--- WHAT THE TASK ASKS ---
Rewrite the listing below with "person walking on square" changed to "pedestrian crossing the square" and everything else left unchanged.

------------------------------------------------------------

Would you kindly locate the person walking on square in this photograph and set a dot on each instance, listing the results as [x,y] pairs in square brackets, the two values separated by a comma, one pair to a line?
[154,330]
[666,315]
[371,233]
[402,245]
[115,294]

------------------------------------------------------------

--- EXERCISE RESPONSE ---
Would you kindly locate the pedestrian crossing the square in this photograph and set a dot on each instance, listing the results as [x,y] pairs in square brackets, the two values separated by a comma, one pair to a line?
[154,330]
[666,315]
[371,233]
[402,245]
[115,294]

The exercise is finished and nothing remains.